• Texte à lire:

Ça fait belle lurette depuis le dernier Dimanche avec Marcel. La dernière fois, on a fini sur une note positive, où Gilberte avait dénoncé Mlle Vinteuil pour ses mauvais comportements envers son père. Cette fois, j’ai avancé de 40 pages.
Proust m’apprend quelque chose sur l’anglais britannique :
j’avais demandé à Mme Swann… quels étaient parmi les camarades de Gilberte ceux qu’elle aimait le mieux, Mme Swann me répondit :
— Mais vous devez être plus avancé que moi dans ses confidences, vous qui êtes le grand favori, le grand crack comme disent les Anglais.
Je n’ai absolument aucune idée de ce que ça veut dire, et je connais plein de britannicismes.
Plusieurs pages se passent en discutant des meubles, dont une phrase de 126 mots ; puis, notre narrateur part en balade avec les Swann et Gilberte, et c’est comment ils rencontrent la duchesse d’Orléans. La rencontre elle-même n’est pas intéressante en soi, sauf pour une astuce arriviste que Mme Swann donne au narrateur :
« Vous devriez aller écrire votre nom chez elle, un jour de cette semaine, me dit Mme Swann ; on ne corne pas de bristol à toutes ces royalties, comme disent les Anglais, mais elle vous invitera si vous vous faites inscrire. »
Encore une fois, je n’ai aucune idée de ce qui veut dire une expression de Proust : « on ne corne pas de bristol ». La traduction la rend comme une carte de visite, et mon dictionnaire bilingue est d’accord, mais il rend « corner » comme soit plier soit crier — j’ai l’impression que c’était très idiomatique à l’époque. Il me semble que les usages d’anglicismes par Mme Swann sert à quelque chose, mais j’ai du mal à le préciser. Peut-être qu’intercaler ses paroles avec de l’anglais était à la mode à l’époque ?

• Consigne 1:
Résumez en deux phrases le paragraphe du texte qui commence par « Plusieurs pages se passent », en conservant ses faits principaux.
Les entrées n'ont aucun rapport avec le texte.

• Entrées:

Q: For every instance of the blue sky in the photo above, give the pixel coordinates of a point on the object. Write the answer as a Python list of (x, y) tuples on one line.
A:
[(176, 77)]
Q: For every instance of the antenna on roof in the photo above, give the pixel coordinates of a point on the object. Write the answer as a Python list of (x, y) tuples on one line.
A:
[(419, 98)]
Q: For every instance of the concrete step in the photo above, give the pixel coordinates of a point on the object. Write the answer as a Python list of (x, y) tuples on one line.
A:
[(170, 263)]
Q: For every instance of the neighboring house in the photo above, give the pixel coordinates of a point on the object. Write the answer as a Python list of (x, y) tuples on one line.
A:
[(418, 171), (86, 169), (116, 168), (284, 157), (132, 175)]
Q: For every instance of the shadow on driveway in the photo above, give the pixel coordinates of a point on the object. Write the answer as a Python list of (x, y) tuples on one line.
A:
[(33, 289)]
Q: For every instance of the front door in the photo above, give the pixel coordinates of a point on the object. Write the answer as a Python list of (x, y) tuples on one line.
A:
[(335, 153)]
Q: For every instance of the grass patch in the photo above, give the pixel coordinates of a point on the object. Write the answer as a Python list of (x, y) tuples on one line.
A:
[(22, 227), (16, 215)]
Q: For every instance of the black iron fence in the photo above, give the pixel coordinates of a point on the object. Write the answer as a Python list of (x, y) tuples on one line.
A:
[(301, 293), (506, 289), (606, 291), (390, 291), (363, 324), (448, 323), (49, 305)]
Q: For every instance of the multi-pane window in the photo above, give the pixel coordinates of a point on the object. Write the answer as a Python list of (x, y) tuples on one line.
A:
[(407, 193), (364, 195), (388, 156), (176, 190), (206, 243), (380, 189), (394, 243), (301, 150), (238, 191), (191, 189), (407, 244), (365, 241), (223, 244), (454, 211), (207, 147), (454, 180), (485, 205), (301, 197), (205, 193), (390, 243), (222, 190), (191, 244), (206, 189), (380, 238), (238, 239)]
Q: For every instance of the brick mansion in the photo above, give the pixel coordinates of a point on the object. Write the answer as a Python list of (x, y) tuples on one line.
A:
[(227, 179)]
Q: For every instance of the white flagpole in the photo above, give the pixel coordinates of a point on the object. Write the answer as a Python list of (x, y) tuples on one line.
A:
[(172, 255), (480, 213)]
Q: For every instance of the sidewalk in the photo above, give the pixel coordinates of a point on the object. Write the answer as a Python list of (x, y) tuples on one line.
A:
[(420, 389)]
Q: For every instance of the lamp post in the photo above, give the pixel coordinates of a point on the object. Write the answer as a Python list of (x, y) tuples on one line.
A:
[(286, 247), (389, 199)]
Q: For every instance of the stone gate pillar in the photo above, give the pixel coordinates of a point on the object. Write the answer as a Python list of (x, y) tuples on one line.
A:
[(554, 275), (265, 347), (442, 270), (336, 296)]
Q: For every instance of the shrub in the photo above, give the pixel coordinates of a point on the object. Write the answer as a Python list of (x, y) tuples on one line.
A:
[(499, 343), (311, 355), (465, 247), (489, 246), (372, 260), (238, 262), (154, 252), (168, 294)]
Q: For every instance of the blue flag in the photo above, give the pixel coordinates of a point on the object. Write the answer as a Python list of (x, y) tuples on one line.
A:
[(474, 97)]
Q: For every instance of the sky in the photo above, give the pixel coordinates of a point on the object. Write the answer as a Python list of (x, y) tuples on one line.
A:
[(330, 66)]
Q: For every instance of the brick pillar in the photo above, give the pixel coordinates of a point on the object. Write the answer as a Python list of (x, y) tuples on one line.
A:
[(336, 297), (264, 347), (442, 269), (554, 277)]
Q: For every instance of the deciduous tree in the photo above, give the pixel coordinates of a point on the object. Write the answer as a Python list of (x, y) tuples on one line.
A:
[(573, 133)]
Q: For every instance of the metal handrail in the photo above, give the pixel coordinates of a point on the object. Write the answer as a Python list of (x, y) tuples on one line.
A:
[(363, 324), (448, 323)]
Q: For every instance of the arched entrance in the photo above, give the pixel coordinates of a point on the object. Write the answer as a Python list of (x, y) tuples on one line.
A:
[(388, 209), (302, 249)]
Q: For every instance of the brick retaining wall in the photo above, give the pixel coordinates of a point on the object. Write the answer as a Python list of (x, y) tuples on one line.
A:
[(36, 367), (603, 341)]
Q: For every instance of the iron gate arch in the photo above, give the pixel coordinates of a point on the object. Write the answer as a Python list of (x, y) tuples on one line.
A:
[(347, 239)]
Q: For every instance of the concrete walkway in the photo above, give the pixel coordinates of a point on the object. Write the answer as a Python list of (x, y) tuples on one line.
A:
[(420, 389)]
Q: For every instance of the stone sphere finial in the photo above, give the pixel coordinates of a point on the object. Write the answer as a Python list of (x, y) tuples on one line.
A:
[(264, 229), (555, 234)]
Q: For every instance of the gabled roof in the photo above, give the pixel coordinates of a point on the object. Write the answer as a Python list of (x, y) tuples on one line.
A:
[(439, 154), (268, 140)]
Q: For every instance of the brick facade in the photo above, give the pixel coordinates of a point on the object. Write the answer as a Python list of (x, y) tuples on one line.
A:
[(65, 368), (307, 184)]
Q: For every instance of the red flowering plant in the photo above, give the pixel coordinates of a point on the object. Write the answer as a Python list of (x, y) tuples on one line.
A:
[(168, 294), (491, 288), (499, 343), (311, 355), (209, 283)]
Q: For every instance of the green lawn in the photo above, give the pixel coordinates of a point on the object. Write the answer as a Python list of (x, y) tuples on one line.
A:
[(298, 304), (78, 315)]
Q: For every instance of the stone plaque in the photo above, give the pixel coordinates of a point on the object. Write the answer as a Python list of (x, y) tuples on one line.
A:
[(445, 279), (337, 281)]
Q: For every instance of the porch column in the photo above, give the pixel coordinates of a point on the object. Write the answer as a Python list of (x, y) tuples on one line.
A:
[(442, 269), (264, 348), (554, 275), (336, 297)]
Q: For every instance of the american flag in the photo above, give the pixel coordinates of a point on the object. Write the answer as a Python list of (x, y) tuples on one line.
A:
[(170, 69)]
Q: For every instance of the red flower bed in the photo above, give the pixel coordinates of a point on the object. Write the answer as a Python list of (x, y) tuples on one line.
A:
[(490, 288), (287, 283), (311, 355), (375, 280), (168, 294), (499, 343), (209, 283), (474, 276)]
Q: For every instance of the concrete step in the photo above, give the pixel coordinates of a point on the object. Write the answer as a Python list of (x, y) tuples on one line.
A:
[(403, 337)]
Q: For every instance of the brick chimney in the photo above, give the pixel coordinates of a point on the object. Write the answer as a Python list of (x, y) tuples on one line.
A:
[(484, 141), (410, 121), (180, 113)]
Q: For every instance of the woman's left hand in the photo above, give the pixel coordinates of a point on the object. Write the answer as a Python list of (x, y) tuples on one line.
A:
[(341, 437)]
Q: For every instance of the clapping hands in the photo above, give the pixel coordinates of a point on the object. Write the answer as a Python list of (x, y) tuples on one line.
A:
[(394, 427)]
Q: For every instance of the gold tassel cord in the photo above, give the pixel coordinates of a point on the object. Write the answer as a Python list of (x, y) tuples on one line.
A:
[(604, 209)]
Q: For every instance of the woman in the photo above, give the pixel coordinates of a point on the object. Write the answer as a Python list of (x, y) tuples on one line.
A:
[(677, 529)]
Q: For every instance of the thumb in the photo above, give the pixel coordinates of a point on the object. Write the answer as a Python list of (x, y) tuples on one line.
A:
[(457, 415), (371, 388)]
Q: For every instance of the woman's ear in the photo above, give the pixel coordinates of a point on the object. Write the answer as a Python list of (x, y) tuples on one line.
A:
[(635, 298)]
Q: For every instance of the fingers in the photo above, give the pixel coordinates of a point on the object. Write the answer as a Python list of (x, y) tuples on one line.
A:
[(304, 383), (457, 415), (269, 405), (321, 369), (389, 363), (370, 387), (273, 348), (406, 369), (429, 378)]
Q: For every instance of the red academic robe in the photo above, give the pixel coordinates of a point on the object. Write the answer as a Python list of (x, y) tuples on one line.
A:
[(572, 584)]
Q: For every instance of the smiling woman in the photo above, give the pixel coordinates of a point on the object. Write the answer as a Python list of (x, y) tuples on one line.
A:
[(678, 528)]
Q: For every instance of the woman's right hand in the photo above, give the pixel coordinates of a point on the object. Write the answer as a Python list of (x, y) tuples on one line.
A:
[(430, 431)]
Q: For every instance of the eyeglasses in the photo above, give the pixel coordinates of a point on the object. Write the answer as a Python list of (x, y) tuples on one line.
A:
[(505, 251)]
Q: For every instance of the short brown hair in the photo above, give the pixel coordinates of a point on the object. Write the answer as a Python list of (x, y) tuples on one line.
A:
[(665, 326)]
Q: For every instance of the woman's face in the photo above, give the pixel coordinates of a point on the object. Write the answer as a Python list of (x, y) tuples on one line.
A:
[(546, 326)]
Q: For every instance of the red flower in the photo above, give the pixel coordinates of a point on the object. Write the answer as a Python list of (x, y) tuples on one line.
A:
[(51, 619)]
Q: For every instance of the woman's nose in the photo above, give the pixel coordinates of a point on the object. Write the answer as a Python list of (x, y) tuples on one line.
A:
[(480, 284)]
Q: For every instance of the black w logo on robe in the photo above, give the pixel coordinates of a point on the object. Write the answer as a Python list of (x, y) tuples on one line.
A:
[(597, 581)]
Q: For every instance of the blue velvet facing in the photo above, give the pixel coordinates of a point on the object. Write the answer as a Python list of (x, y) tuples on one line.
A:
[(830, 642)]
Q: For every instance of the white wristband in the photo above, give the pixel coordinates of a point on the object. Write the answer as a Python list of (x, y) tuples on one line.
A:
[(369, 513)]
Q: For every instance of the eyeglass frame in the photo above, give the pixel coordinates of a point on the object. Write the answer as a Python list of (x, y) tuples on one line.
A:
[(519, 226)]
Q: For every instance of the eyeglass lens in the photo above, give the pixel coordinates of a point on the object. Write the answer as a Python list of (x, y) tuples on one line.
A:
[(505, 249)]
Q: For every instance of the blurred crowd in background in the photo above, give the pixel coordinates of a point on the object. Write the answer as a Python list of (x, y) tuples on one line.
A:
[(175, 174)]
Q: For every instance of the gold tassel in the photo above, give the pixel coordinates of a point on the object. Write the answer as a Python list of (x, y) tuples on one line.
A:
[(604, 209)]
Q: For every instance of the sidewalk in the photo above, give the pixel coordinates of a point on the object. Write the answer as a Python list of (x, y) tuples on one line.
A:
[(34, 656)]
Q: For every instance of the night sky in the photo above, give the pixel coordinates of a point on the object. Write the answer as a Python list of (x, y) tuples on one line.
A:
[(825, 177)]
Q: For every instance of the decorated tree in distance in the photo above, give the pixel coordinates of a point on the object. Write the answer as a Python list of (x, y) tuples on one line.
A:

• Consigne 2:
Montrez, s'il vous plaît, chaque ligne des entrées ci-dessus qui contient le mot « thumb ».

• Réponse attendue 1:
Après plusieurs pages consacrées aux meubles, dont une phrase de 126 mots, le narrateur se promène avec les Swann et Gilberte, et ils rencontrent la duchesse d'Orléans. Cette rencontre n'a d'intérêt que pour un conseil arriviste que Mme Swann donne au narrateur.

• Réponse attendue 2:
Q: For every instance of the thumb in the photo above, give the pixel coordinates of a point on the object. Write the answer as a Python list of (x, y) tuples on one line.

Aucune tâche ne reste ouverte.